Extract to read:
---

- Genre: Situational comedy
- Directed by: Bert de Leon
- Starring: Tito Sotto Vic Sotto Joey de Leon
- Theme music composer: Joey de Leon Vic Sotto
- Country of origin: Philippines
- Original language: Filipino

Production
- Executive producer: Emmanuel "Boy" Gatus
- Running time: 60 minutes (including commercials)
- Production company: Our Own Little Way Productions

Original release
- Network: IBC
- Release: October 3, 1978 – 1988

= Iskul Bukol =

Philippine television sitcom series

Iskul Bukol is a Philippine television sitcom series broadcast by IBC. Directed by Bert de Leon, it stars Tito Sotto, Vic Sotto, Joey de Leon, Mely Tagasa, Bing Angeles, Anthony Raquel, Dely Atay-Atayan, Sharon Cuneta, Bibeth Orteza, Richie Reyes, Mary Massab, Joey Albert, Kaye Torres, Redford White, Jimmy Santos, Ariel Villasanta and Rod Navarro. It aired from October 3, 1978 to 1988. The show centered around student life in the fictional Wanbol University.

==Main characters==
- Josélito "Tito" Escalera (Tito Sotto) - one half of the Escalera brothers, who plots harebrained schemes in every episode.
- Josémari "Joey" Escalera (Joey de Leon) - the other Escalera sibling. Miss Tapia has a crush on him.

---

Entries provided:
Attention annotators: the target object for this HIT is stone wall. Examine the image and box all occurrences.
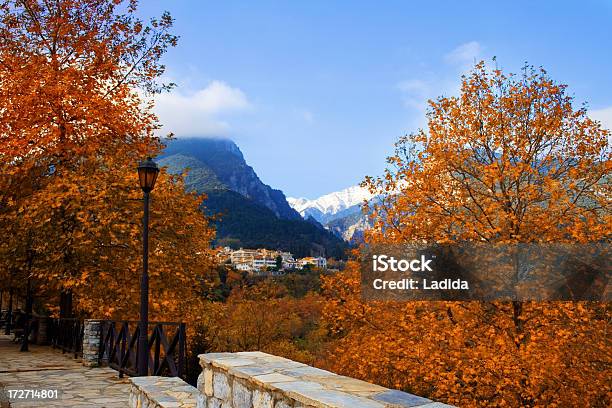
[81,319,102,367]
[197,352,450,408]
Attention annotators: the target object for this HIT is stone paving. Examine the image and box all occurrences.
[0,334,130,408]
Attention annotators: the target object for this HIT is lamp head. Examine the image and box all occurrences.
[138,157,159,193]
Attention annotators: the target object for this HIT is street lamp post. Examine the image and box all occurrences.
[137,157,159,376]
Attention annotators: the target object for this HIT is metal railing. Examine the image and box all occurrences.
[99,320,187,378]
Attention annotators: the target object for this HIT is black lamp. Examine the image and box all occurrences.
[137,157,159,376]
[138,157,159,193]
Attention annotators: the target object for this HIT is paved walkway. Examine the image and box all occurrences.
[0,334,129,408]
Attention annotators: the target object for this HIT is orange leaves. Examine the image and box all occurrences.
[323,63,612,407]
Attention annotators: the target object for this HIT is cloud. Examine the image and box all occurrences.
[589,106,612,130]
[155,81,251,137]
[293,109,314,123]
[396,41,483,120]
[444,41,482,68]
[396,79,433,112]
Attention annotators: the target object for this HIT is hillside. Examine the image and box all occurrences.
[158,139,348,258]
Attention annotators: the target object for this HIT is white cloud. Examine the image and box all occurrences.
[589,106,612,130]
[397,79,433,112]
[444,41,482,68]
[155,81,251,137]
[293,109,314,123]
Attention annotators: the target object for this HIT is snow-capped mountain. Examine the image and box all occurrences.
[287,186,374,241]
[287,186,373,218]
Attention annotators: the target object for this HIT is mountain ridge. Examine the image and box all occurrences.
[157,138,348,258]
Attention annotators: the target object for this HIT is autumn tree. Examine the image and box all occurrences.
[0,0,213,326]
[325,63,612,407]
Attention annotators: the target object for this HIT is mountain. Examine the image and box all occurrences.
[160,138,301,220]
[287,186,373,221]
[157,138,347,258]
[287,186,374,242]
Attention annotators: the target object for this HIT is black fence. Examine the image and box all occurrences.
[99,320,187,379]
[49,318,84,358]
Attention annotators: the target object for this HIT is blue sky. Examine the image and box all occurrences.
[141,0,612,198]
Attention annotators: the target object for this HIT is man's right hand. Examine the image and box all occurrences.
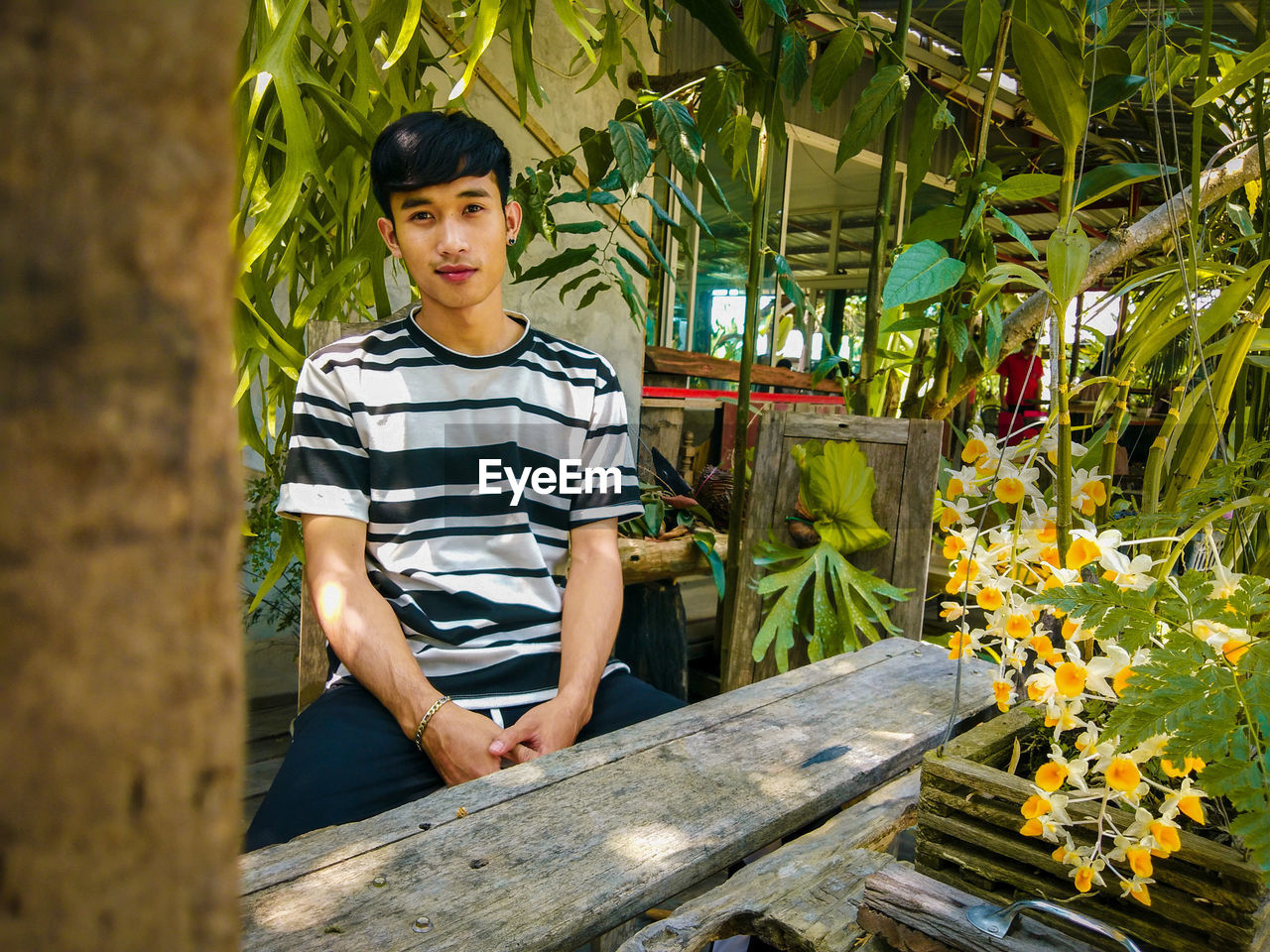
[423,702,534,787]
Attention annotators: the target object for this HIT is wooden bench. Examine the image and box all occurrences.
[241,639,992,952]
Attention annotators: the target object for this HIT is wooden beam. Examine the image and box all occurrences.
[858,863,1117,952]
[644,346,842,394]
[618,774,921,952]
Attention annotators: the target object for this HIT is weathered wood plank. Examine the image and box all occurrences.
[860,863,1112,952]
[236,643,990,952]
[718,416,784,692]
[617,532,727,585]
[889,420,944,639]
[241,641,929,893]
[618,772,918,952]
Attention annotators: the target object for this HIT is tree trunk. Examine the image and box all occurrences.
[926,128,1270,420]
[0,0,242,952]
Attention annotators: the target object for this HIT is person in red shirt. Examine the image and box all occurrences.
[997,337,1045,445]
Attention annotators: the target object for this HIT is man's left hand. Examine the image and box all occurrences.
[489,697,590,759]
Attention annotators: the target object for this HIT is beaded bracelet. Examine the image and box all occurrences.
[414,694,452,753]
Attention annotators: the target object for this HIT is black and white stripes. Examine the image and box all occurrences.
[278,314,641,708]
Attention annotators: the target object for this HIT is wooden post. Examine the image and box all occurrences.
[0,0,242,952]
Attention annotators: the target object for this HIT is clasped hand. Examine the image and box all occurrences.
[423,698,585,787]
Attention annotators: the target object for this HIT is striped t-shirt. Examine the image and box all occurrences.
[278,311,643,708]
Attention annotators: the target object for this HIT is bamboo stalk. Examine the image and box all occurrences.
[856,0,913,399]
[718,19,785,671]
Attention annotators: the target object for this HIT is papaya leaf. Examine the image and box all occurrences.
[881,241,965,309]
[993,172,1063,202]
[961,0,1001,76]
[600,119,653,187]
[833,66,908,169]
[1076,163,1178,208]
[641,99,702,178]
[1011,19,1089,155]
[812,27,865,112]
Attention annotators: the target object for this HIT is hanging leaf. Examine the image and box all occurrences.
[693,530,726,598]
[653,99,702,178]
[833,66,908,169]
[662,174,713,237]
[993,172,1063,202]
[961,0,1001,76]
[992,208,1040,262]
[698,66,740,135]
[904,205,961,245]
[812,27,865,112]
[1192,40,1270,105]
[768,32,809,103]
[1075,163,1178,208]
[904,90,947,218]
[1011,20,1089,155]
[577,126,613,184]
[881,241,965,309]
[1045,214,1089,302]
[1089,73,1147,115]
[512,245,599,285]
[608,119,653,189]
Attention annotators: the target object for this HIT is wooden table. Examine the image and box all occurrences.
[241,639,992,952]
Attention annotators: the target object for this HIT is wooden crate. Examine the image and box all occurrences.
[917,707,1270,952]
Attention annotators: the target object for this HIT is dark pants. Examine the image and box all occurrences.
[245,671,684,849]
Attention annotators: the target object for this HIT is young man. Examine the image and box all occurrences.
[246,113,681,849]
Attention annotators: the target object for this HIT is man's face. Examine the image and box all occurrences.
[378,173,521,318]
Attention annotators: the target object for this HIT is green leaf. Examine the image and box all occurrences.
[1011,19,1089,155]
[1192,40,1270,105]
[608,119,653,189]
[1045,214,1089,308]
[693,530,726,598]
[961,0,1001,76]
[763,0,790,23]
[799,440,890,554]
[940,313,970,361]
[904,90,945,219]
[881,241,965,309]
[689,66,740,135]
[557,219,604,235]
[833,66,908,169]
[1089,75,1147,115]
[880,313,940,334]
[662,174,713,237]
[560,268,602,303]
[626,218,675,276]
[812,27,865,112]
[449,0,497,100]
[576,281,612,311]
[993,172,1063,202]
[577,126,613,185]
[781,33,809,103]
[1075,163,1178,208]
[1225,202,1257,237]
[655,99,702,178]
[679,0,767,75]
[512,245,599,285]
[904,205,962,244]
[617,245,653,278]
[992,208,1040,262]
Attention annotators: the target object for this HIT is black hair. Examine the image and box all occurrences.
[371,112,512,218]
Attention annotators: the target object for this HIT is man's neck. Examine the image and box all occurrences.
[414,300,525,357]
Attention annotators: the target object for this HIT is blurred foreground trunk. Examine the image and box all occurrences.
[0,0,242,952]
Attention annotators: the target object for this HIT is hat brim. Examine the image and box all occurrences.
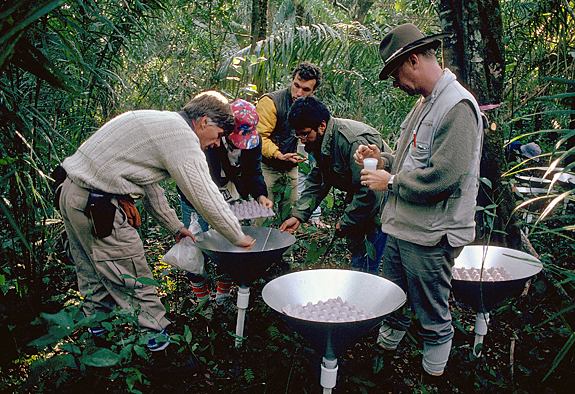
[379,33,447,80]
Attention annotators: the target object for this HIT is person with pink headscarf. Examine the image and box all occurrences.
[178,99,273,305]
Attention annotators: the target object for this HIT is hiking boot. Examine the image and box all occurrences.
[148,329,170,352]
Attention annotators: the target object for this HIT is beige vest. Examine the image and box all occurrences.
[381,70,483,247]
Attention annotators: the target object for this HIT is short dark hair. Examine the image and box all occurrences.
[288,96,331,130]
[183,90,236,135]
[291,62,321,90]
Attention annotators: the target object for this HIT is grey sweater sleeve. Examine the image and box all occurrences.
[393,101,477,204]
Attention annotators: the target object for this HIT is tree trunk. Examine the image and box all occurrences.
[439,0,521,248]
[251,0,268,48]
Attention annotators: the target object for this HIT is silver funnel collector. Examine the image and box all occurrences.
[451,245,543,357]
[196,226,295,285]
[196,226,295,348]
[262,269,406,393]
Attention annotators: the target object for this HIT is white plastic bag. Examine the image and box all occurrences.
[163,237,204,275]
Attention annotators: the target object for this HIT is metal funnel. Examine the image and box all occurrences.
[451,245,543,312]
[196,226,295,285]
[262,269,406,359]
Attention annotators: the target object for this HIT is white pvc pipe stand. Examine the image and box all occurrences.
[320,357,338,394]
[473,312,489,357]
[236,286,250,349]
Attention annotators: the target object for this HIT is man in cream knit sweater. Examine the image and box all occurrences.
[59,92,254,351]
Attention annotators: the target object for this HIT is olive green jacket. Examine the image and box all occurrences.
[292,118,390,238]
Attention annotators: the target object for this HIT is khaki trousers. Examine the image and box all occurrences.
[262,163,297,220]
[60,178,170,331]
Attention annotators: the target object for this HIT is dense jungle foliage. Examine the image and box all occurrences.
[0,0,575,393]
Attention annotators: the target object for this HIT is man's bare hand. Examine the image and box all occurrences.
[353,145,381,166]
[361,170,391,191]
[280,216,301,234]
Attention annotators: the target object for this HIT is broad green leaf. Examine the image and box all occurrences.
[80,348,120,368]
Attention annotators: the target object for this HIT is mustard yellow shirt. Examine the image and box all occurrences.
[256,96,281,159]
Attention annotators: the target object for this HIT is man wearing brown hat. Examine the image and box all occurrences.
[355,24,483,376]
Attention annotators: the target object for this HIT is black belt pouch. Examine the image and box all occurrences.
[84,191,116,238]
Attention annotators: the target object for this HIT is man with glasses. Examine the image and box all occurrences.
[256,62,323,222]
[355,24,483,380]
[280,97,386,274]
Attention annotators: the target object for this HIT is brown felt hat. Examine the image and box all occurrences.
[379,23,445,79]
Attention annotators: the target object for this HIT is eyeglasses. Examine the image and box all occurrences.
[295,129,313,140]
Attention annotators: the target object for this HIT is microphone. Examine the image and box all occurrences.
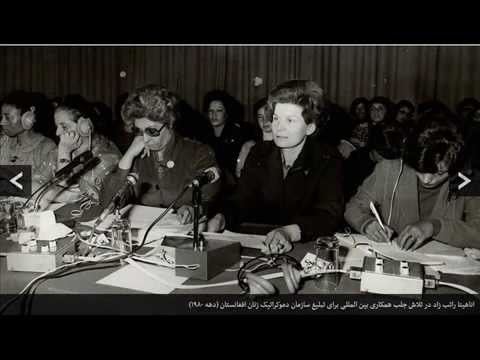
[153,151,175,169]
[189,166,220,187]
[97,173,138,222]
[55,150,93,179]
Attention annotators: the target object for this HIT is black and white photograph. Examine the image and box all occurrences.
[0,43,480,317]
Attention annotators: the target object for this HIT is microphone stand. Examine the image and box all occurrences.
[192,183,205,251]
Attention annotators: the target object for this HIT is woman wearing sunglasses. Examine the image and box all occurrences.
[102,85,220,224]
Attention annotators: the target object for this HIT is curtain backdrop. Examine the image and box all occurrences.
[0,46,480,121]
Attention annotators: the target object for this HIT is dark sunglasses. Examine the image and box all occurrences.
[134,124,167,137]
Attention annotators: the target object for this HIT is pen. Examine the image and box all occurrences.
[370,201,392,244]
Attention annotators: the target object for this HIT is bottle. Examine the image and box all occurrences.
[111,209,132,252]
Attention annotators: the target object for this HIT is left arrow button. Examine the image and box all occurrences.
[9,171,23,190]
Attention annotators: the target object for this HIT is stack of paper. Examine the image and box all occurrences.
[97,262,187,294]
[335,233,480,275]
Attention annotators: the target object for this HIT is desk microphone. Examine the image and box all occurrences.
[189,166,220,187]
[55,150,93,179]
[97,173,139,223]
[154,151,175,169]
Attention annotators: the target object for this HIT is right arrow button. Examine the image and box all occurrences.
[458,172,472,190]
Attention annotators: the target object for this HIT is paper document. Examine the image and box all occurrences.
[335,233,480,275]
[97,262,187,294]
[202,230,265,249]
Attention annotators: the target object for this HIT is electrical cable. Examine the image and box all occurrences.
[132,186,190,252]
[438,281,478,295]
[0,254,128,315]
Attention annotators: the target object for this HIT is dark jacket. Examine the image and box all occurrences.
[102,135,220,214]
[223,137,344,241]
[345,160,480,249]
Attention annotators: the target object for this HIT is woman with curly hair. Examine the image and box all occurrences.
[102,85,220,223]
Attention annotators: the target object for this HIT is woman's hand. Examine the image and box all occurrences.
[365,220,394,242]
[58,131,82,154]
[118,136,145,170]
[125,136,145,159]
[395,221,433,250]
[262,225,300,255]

---

Tasks to complete:
- 1) In the Iskul Bukol article, change "Wanbol University" to "Wanbol College" and give the passage from "Iskul Bukol is" up to and including "crush on him.".
- 2) Say whether each statement agrees with the Iskul Bukol article, answering yes or no and quoting the words that decide it: (a) The series was broadcast by IBC. (b) Each episode ran for 30 minutes. (c) Miss Tapia has a crush on Tito Escalera.

Response list:
- 1)
Iskul Bukol is a Philippine television sitcom series broadcast by IBC. Directed by Bert de Leon, it stars Tito Sotto, Vic Sotto, Joey de Leon, Mely Tagasa, Bing Angeles, Anthony Raquel, Dely Atay-Atayan, Sharon Cuneta, Bibeth Orteza, Richie Reyes, Mary Massab, Joey Albert, Kaye Torres, Redford White, Jimmy Santos, Ariel Villasanta and Rod Navarro. It aired from October 3, 1978 to 1988. The show centered around student life in the fictional Wanbol College.

==Main characters==
- Josélito "Tito" Escalera (Tito Sotto) - one half of the Escalera brothers, who plots harebrained schemes in every episode.
- Josémari "Joey" Escalera (Joey de Leon) - the other Escalera sibling. Miss Tapia has a crush on him.

- 2)
(a) Yes: "Iskul Bukol is a Philippine television sitcom series broadcast by IBC."
(b) No: "Running time: 60 minutes (including commercials)"
(c) No: "Josémari "Joey" Escalera (Joey de Leon) - the other Escalera sibling. Miss Tapia has a crush on him."